WHAT YOU NEED TO DO » Put each line of the data below into a Markdown table with the columns Number and Line, numbering the rows. Start with the line that contains "Please put a point on the lake" and go on through the end of the data, leaving out blank lines and pictures.

Named-object pointing records
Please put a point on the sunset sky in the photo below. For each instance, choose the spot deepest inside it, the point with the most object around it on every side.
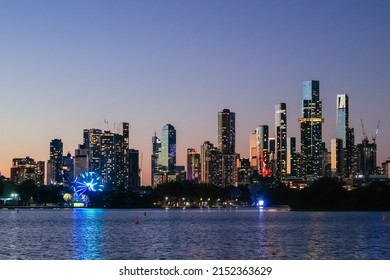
(70, 65)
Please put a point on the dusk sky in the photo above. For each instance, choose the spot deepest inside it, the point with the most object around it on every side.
(70, 65)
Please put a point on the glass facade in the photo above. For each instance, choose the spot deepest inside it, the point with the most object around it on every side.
(167, 158)
(281, 139)
(311, 129)
(226, 132)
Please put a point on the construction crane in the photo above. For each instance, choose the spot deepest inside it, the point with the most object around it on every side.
(376, 132)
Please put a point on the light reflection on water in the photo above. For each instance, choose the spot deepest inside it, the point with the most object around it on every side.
(88, 234)
(192, 234)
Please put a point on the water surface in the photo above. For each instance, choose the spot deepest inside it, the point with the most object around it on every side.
(228, 233)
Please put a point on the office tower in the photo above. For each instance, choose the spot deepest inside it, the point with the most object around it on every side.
(167, 156)
(55, 164)
(244, 172)
(134, 169)
(125, 133)
(311, 129)
(193, 166)
(337, 154)
(342, 120)
(281, 139)
(366, 157)
(107, 160)
(291, 157)
(262, 133)
(156, 150)
(81, 161)
(226, 132)
(211, 164)
(113, 159)
(253, 157)
(40, 171)
(387, 168)
(92, 143)
(23, 169)
(67, 170)
(346, 134)
(226, 145)
(229, 170)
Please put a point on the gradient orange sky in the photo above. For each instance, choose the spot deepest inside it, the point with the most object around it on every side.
(69, 65)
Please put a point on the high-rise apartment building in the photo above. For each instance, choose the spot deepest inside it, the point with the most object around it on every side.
(193, 166)
(253, 154)
(337, 154)
(262, 134)
(227, 132)
(156, 149)
(24, 169)
(55, 163)
(281, 139)
(311, 129)
(366, 157)
(292, 165)
(346, 135)
(211, 164)
(134, 169)
(81, 161)
(167, 156)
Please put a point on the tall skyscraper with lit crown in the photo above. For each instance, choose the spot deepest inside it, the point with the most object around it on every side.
(281, 139)
(311, 129)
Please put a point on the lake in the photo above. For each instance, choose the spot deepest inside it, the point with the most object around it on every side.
(192, 234)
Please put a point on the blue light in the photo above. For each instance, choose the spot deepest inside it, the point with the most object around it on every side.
(260, 203)
(87, 182)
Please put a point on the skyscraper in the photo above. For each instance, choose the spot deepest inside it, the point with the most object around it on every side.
(156, 149)
(193, 166)
(281, 139)
(167, 157)
(92, 143)
(262, 150)
(342, 121)
(23, 169)
(55, 162)
(311, 129)
(291, 157)
(346, 135)
(134, 170)
(211, 164)
(226, 132)
(253, 155)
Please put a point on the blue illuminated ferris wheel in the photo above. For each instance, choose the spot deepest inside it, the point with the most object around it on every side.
(87, 182)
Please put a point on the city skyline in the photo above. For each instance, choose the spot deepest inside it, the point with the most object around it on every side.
(66, 67)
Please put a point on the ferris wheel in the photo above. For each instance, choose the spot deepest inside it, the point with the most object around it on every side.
(87, 182)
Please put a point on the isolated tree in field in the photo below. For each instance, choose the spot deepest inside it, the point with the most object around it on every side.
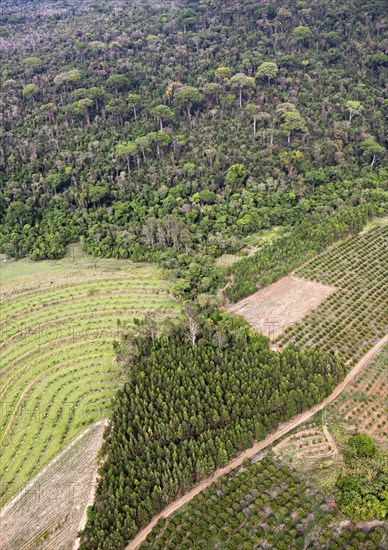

WRITTEN ANSWER »
| Number | Line |
|---|---|
| 1 | Please put a point on the lake in the photo above. For each instance, choose the spot deepest inside it, the point with the most object around it on every side. |
| 2 | (192, 234) |
| 3 | Please put a point on the blue light in the photo above. For each instance, choose the spot deepest inside it, the point with the most object around it on every side. |
| 4 | (260, 203) |
| 5 | (87, 182) |
| 6 | Please put a point on the skyscraper in the photo above. For each instance, choose the spot deepest inside it, the point with the most object around it on every side. |
| 7 | (156, 149) |
| 8 | (193, 166) |
| 9 | (281, 139) |
| 10 | (167, 157) |
| 11 | (92, 143) |
| 12 | (262, 150) |
| 13 | (342, 121) |
| 14 | (23, 169) |
| 15 | (55, 162) |
| 16 | (311, 129) |
| 17 | (291, 157) |
| 18 | (346, 135) |
| 19 | (134, 170) |
| 20 | (211, 164) |
| 21 | (226, 132) |
| 22 | (253, 155) |
| 23 | Please put a point on the blue illuminated ferris wheel in the photo above. For each instance, choose the spot deepest inside it, the point with the most object around it on every side. |
| 24 | (87, 182) |
| 25 | Please put a point on the city skyline in the photo above. For each instance, choose the spot deepest inside it, the point with the most object around it on every side. |
| 26 | (66, 67) |
| 27 | Please put a point on the ferris wheel in the photo above. For each instance, choose the spot deepest inside it, the point with the most object around it on every side. |
| 28 | (87, 182) |
| 29 | Please put a point on the isolated tree in field in the photo below. For each instance, choose the spot deepest inside it, the point with the most object around it on every side. |